TEXT EXCERPT: Begin
A Missing Link: Serotonin, Inflammation and Psychiatric Illness
We have previously looked at the extraordinarily high rates of inflammation in psychiatric illnesses, as well as the evidence implicating disturbances in the serotonin transporter and an array of psychiatric and physical illnesses, including fibromyalgia and irritable bowel syndrome. Disturbances in serotonin homeostasis as well inflammation-promoting (pro-inflammatory) cytokines have both been implicated as causative factors in major mental illness. So the hunt has been on to see if there’s some way of uniting these two causative pathways.
There’s an exceptional important paper out this week in the journal Neuropsychopharmacology.
Investigators from the Vanderbilt University School of Medicine in Nashville, Tennessee, have established that the pro-inflammatory cytokines interleukin-1beta and tumor necrosis factor-alpha activate serotonin transporters. Using rat cells, they were able to show the precise mechanism by which these cytokines could regulate the activity of the serotonin transporter.
TEXT EXCERPT: End
§ EXERCISE SET
1. Answer these questions about the article on serotonin, inflammation and psychiatric illness:
(a) Which two physical illnesses are named as examples linked to disturbances in the serotonin transporter?
(b) In which journal did the paper appear?
(c) What kind of cells did the investigators use?
2. Quote the stretch of the serotonin and inflammation article from "A Missing Link: Serotonin, Inflammation" through "the journal Neuropsychopharmacology.".
EXCERPTED DATA: Begin
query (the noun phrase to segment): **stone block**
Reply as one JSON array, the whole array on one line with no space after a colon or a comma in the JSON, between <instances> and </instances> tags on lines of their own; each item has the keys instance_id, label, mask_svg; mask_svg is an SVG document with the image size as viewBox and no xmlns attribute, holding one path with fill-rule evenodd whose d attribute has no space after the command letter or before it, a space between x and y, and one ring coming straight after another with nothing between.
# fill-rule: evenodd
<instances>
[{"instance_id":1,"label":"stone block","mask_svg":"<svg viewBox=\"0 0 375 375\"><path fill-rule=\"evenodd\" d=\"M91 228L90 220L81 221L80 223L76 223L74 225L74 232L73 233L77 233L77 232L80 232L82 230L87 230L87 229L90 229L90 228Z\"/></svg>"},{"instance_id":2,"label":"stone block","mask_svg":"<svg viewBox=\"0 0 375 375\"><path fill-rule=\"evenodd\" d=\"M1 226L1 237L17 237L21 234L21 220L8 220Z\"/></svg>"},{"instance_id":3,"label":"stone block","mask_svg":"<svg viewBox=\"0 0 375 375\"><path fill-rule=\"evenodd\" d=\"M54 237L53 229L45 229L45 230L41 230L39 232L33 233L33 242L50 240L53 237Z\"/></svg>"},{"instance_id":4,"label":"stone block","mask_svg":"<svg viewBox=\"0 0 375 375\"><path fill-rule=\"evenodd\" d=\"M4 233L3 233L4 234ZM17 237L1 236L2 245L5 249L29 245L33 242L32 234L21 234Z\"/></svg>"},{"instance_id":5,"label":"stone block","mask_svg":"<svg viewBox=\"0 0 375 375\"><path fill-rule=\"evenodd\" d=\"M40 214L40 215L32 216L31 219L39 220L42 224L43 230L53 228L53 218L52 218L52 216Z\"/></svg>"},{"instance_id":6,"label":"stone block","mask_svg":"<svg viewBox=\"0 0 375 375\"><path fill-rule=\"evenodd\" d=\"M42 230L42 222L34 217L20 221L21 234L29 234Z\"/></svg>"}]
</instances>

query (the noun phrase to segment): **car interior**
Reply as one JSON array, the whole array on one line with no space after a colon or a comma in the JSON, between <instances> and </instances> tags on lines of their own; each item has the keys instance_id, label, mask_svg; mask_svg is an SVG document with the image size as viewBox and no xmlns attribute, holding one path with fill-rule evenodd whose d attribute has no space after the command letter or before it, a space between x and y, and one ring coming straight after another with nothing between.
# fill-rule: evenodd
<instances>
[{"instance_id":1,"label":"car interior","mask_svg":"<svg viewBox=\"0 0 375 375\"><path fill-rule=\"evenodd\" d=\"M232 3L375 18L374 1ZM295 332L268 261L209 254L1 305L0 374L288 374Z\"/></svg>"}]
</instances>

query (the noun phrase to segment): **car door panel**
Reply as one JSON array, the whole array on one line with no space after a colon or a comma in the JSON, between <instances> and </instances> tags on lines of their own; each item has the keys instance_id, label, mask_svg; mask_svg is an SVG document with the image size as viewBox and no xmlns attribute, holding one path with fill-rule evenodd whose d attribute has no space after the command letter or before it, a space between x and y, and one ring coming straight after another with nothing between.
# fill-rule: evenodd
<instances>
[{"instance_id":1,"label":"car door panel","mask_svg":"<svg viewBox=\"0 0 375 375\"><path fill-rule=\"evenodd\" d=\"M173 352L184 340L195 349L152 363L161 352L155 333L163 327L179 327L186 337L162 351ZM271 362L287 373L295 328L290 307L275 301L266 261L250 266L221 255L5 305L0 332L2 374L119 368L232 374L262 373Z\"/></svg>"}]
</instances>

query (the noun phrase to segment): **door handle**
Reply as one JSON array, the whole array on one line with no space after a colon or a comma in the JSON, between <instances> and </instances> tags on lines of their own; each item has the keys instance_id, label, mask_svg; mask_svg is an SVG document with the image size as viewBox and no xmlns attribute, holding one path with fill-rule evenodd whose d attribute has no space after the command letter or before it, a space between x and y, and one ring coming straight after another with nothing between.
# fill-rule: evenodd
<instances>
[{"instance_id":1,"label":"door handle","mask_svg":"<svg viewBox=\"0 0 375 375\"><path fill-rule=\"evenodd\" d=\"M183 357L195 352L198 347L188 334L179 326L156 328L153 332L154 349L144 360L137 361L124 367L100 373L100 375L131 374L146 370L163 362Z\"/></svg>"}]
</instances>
EXCERPTED DATA: End
§ RESPONSES
1.
(a) Fibromyalgia and irritable bowel syndrome
(b) Neuropsychopharmacology
(c) Rat cells

2.
A Missing Link: Serotonin, Inflammation and Psychiatric Illness
We have previously looked at the extraordinarily high rates of inflammation in psychiatric illnesses, as well as the evidence implicating disturbances in the serotonin transporter and an array of psychiatric and physical illnesses, including fibromyalgia and irritable bowel syndrome. Disturbances in serotonin homeostasis as well inflammation-promoting (pro-inflammatory) cytokines have both been implicated as causative factors in major mental illness. So the hunt has been on to see if there’s some way of uniting these two causative pathways.
There’s an exceptional important paper out this week in the journal Neuropsychopharmacology.